→ **TEXT UNDER STUDY**
The Bishop of Sheffield’s 2020 Christmas Sermon

Second, face. I wonder how you feel about your own face. Certainly, it bears a lot of your history. It’s true, isn’t it, that a lot of what we go through in life gets etched into our faces; and it’s also true that we read a lot about others by looking at their faces. That’s why face-coverings have made it so hard for us to relate well to one another: we all instinctively try to look one another in the face. We know the value of our masks: we have learned that we can catch and can transmit the virus through mouth and nose, so we readily wear our masks in order to protect ourselves and others. But it is a deprivation: faces matter in relationships.

So, then think about the face of the baby Jesus then, and about Mary and Joseph, looking down, with love beaming out of their faces at the new-born Christ-child. The truth at the heart of the Christmas story is an extraordinary one – that in the birth of Jesus, God himself has come among us, God became incarnate, made human for us. Listen again if you would to the first and last words of our Gospel reading tonight: in the beginning was the Word, and the Word was with God and the Word was God; and the Word became flesh and lived among us, and we have seen his glory, the glory as of a father’s only son, full of grace and truth.

→ **RECORD SET**
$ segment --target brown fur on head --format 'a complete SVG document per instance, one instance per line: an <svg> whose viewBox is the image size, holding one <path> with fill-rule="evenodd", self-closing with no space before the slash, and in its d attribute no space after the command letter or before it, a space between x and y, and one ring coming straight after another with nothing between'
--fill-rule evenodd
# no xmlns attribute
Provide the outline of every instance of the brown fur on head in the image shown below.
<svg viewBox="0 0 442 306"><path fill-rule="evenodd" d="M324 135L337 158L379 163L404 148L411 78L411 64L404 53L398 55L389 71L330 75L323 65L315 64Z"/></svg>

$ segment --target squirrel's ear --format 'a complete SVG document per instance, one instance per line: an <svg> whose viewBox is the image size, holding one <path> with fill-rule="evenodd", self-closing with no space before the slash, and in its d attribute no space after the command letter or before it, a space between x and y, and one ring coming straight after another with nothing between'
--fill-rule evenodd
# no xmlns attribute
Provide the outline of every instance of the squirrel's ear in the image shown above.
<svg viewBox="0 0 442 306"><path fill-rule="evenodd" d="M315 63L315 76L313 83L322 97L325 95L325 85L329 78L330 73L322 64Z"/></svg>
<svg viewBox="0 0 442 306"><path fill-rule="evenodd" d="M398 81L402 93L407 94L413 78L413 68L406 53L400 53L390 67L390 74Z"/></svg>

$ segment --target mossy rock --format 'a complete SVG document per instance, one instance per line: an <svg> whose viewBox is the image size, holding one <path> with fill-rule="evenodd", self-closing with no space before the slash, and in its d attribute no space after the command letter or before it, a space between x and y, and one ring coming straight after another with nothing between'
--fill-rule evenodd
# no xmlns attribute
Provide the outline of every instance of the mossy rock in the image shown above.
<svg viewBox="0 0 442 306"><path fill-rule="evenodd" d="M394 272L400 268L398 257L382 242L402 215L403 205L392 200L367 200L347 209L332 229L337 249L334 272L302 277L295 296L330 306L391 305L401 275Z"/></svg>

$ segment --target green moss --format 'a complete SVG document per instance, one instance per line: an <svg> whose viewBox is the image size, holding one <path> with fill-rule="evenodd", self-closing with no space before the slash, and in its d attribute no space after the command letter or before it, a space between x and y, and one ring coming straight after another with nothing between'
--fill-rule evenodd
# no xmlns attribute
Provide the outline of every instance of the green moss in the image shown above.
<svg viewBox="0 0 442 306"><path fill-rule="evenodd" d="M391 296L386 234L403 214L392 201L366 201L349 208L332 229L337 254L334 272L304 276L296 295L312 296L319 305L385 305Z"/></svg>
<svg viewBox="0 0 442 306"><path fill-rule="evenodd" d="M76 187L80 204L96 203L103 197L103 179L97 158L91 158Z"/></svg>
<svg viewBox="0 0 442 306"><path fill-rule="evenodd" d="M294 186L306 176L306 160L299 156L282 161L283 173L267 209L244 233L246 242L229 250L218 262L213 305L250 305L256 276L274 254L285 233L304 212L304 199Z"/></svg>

→ **TASKS TO PERFORM**
A. According to the Christmas sermon, through which parts of the body have we learned that the virus can be caught and transmitted?
B. The Christmas sermon calls the birth of Jesus an extraordinary truth. List each phrase in that sentence that states what God did in the birth of Jesus.

→ **SOLUTION LIST**
A. Through the mouth and nose.

B.
- "God himself has come among us"
- "God became incarnate"
- "made human for us"